Work order: Scan the entries that follow and copy out every line containing "below".

[Source records]

↓

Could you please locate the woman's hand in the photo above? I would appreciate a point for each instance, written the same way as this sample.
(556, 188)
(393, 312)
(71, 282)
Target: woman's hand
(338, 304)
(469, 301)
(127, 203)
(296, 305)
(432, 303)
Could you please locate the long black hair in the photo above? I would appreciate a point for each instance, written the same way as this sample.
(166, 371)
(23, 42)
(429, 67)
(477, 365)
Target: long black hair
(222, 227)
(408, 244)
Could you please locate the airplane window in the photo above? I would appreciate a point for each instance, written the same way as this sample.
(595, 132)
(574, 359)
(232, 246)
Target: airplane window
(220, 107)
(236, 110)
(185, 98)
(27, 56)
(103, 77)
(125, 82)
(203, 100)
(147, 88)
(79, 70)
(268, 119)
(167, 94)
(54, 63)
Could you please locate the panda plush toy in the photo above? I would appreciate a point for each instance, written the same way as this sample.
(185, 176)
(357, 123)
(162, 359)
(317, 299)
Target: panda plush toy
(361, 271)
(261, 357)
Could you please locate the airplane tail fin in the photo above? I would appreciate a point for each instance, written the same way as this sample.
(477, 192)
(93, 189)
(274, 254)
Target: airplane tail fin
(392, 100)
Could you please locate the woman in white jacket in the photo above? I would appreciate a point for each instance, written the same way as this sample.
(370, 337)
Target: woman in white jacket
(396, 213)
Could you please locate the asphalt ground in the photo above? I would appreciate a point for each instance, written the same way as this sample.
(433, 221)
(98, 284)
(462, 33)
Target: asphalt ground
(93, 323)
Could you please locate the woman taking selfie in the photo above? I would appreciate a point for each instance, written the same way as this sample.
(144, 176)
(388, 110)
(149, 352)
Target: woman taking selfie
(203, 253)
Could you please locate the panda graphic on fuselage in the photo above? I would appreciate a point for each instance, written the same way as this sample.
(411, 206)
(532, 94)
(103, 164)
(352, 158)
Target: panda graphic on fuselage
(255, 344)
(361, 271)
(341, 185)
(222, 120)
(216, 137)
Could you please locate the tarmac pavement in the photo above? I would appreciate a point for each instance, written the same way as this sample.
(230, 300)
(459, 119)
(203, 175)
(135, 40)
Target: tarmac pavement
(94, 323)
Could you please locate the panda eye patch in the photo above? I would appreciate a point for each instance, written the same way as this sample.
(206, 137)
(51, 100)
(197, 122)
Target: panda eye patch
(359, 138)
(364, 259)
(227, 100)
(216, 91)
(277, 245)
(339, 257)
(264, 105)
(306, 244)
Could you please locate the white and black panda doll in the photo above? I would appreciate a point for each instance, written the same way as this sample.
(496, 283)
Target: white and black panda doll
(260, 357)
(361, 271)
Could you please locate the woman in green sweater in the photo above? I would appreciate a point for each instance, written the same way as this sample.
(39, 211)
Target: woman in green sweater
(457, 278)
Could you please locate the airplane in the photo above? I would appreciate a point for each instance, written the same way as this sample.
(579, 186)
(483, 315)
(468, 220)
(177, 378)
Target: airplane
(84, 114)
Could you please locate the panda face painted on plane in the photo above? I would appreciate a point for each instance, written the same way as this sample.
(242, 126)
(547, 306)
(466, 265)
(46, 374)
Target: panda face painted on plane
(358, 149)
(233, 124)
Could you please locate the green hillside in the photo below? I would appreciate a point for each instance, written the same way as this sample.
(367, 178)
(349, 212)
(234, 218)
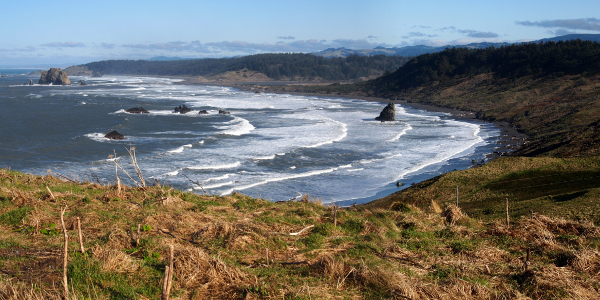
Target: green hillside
(274, 66)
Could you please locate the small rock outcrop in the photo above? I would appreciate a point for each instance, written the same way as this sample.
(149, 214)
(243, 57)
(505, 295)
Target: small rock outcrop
(114, 136)
(182, 109)
(137, 110)
(54, 76)
(388, 113)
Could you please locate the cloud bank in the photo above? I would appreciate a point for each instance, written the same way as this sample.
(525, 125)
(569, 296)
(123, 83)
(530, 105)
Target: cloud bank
(592, 24)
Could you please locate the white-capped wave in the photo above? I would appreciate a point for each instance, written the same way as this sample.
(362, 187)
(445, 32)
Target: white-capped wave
(216, 167)
(264, 157)
(276, 179)
(217, 185)
(174, 173)
(240, 127)
(219, 178)
(178, 150)
(399, 135)
(96, 136)
(341, 136)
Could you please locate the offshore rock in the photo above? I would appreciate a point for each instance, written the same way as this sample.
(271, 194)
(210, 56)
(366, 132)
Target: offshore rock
(137, 110)
(182, 109)
(114, 136)
(54, 76)
(388, 113)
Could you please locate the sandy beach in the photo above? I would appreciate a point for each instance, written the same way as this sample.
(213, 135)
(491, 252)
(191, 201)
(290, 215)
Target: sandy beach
(508, 141)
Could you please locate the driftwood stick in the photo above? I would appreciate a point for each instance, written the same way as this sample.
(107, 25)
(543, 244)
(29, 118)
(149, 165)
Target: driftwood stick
(66, 178)
(165, 294)
(168, 276)
(65, 252)
(137, 239)
(51, 195)
(334, 215)
(294, 262)
(507, 216)
(527, 263)
(80, 235)
(301, 231)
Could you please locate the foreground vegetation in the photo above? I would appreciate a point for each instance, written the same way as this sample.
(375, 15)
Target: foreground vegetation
(220, 244)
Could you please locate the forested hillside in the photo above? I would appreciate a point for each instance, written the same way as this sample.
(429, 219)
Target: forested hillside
(548, 90)
(275, 66)
(511, 62)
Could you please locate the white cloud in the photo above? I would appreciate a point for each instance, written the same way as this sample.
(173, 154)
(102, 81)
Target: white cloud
(582, 24)
(63, 44)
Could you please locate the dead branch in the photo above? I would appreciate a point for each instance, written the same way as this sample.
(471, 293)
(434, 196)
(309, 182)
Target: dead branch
(51, 195)
(65, 177)
(168, 276)
(66, 253)
(137, 169)
(80, 235)
(301, 231)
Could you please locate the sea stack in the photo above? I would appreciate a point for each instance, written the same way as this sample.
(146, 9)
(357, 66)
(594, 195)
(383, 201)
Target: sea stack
(54, 76)
(114, 136)
(388, 113)
(182, 109)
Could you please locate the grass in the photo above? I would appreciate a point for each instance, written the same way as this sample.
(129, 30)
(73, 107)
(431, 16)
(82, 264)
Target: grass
(561, 187)
(220, 244)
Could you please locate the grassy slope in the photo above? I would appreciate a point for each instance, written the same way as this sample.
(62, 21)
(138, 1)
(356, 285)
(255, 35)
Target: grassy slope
(220, 245)
(559, 187)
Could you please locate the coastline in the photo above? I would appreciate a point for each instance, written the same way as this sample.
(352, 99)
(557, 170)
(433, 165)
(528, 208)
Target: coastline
(508, 141)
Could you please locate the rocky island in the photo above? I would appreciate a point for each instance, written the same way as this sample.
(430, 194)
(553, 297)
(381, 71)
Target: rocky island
(387, 114)
(54, 76)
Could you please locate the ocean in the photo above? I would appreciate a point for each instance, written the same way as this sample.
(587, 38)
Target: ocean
(272, 146)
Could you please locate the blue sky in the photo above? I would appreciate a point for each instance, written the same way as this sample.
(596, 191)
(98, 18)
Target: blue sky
(73, 32)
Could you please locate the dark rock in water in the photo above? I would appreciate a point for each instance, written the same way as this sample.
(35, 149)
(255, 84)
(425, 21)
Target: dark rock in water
(388, 113)
(182, 109)
(54, 76)
(115, 136)
(137, 110)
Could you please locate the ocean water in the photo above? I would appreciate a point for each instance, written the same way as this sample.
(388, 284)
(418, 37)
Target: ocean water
(273, 146)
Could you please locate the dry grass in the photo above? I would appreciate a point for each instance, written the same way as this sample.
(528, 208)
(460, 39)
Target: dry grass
(220, 245)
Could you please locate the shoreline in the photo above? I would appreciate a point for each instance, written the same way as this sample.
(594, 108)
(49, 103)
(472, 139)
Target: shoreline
(508, 140)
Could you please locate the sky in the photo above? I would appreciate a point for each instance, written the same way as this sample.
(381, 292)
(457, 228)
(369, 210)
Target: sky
(64, 33)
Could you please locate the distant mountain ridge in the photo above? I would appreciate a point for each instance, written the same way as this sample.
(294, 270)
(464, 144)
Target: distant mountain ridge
(423, 49)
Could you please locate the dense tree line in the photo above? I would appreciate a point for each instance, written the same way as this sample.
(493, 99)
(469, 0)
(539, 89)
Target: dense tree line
(274, 66)
(513, 61)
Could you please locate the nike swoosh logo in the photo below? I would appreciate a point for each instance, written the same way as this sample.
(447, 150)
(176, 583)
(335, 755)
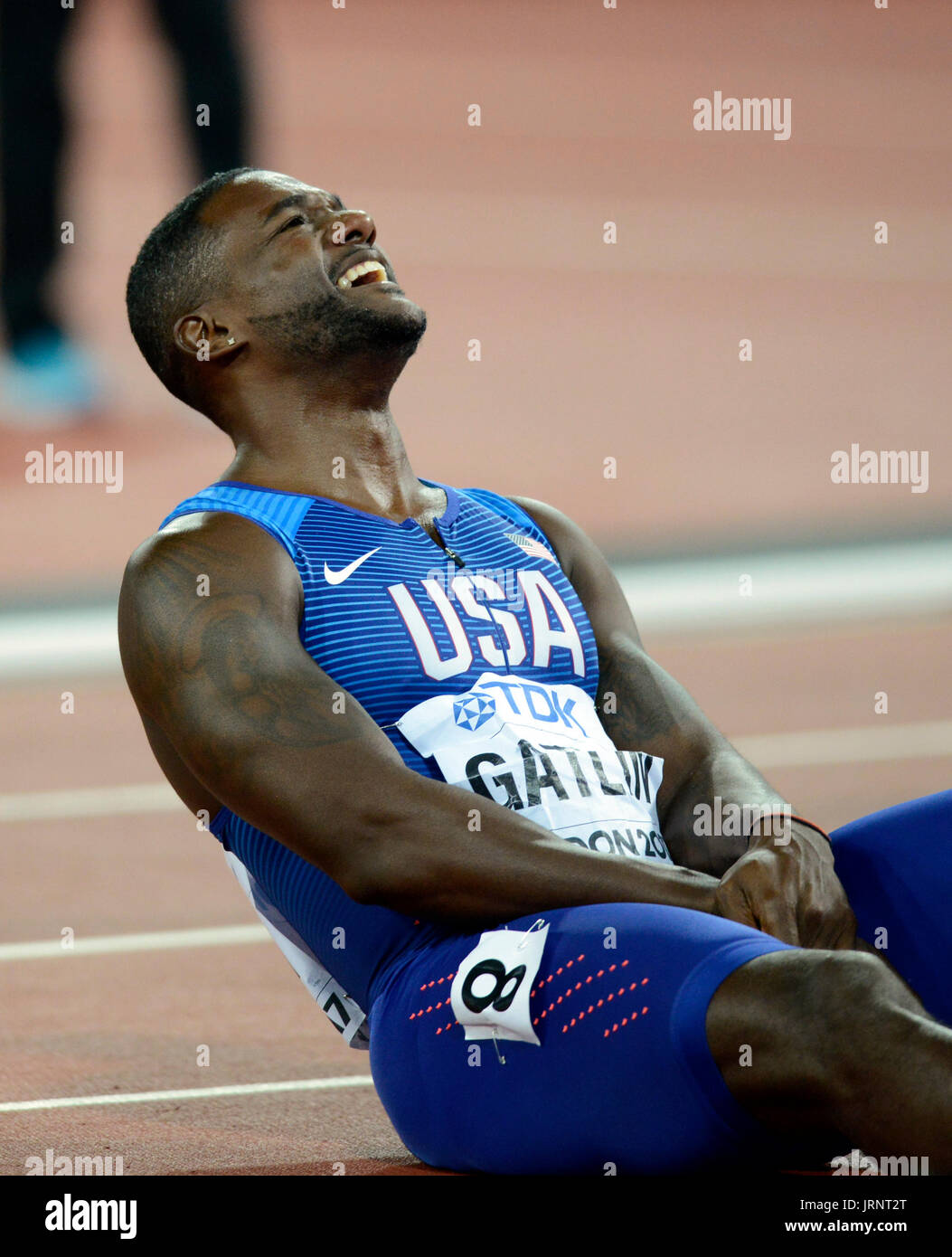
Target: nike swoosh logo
(339, 577)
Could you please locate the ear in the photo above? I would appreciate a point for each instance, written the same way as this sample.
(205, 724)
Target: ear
(201, 337)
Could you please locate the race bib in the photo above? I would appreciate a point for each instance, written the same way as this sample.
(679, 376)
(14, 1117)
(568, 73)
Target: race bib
(490, 992)
(542, 751)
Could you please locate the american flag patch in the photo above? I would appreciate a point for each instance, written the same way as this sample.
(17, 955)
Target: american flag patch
(532, 545)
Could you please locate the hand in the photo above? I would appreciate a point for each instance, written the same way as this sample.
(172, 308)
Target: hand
(789, 889)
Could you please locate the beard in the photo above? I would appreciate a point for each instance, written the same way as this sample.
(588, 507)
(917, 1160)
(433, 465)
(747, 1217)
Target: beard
(329, 327)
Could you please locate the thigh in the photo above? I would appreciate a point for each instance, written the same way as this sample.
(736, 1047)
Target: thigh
(896, 867)
(623, 1077)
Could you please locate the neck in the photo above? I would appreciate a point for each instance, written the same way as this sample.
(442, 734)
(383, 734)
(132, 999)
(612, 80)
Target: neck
(325, 439)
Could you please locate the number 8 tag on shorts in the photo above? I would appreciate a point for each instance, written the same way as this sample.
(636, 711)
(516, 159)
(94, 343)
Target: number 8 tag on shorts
(490, 992)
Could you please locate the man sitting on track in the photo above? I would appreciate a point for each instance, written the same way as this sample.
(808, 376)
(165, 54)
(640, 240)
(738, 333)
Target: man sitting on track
(412, 713)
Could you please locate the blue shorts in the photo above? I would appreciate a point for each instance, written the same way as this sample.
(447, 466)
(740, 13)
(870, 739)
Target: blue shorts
(625, 1080)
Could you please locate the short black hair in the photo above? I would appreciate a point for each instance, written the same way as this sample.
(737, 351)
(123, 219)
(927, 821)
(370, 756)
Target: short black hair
(173, 274)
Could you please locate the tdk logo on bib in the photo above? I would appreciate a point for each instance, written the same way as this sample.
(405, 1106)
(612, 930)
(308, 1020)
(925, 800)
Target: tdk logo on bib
(474, 711)
(542, 751)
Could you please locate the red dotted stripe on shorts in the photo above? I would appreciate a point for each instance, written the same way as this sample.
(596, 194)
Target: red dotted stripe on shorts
(441, 1003)
(575, 987)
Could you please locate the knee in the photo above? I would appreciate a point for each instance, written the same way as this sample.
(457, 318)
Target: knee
(796, 1009)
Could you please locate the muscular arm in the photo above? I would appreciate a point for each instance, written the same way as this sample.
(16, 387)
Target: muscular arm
(642, 708)
(229, 684)
(787, 889)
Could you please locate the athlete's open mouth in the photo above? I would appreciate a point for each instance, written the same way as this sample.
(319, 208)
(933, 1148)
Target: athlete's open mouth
(363, 273)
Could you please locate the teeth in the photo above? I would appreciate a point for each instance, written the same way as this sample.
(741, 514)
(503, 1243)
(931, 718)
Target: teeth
(362, 268)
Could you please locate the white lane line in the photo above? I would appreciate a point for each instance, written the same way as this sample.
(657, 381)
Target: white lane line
(156, 940)
(916, 740)
(55, 805)
(859, 744)
(787, 587)
(244, 1089)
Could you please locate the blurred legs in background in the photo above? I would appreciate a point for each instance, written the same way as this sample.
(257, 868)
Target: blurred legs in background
(47, 377)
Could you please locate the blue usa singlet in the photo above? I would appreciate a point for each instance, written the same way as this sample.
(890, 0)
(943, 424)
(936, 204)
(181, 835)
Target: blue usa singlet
(397, 621)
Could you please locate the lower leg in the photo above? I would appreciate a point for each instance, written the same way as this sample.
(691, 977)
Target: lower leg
(832, 1044)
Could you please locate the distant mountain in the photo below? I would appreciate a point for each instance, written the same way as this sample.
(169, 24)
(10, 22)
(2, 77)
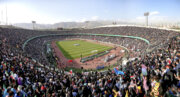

↑

Result for this exercise:
Could you please locate the green hillside in the photo below? I would appreciate a point for each instance, written the same way as this sample.
Could you please locate the nike swoosh logo in the photo below? I would appreciate a point for each instance, written the same way as this sample.
Could you please locate the distant mountain in the photo below? I would appreciate a point for each instance, written the same way as this sample.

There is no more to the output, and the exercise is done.